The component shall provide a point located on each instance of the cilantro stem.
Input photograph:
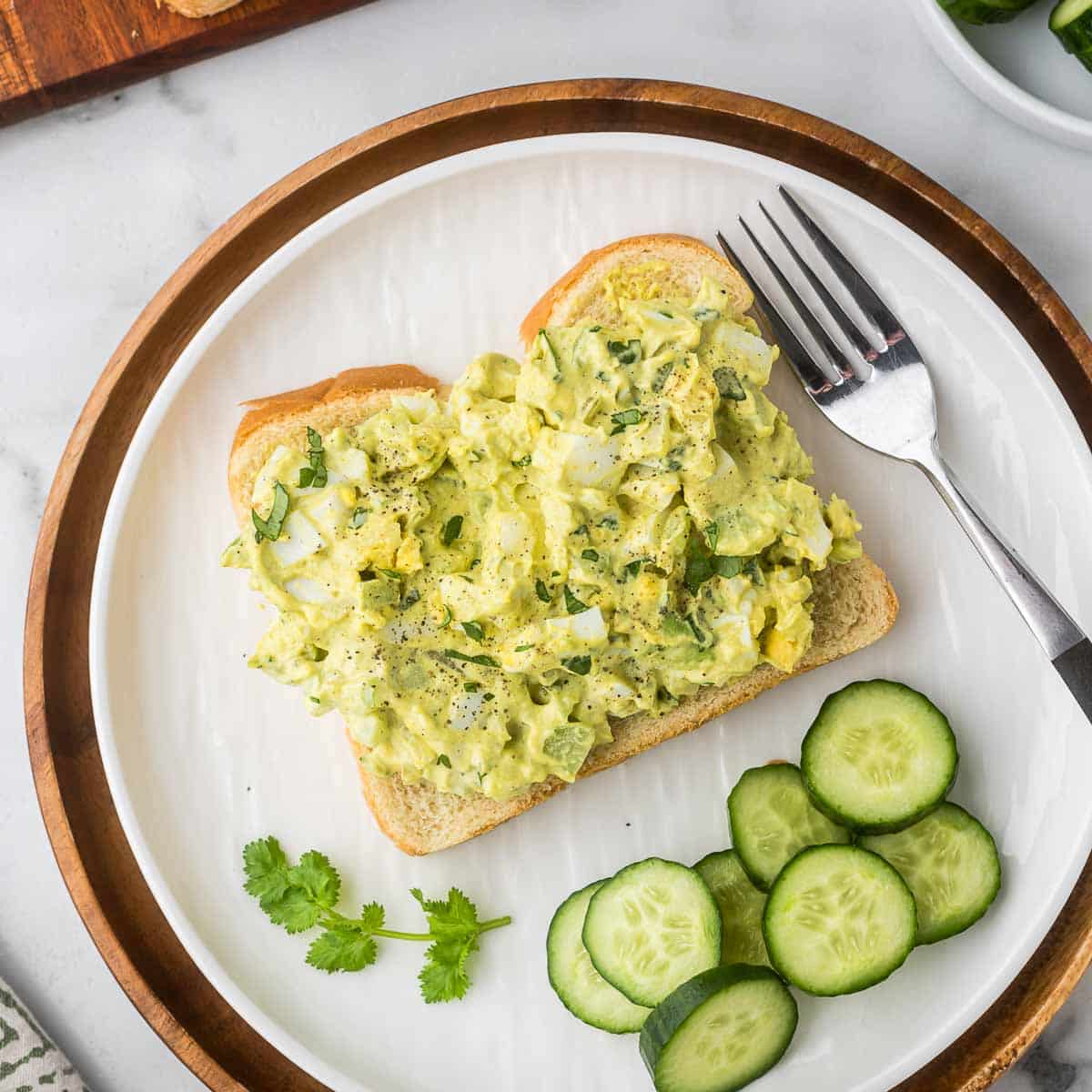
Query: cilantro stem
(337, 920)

...

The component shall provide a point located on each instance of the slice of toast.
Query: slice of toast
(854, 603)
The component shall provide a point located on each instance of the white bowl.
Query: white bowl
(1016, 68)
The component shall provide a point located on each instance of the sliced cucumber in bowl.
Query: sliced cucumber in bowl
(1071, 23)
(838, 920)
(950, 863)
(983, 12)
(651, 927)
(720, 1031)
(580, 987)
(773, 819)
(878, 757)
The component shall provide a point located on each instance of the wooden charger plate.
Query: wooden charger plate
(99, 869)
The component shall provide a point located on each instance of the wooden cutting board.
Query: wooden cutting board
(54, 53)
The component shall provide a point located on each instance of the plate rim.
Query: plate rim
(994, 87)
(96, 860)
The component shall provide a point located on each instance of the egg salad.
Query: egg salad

# [Work to be completed]
Change "component" to "module" in the lines starting at the one containing "the egg salad." and ending at the one containing "Query: egg salad". Return only those lines, with everything else left as it is.

# [Answer for the task]
The module shall provide a point located on each instance of the egg salad.
Query: egg salad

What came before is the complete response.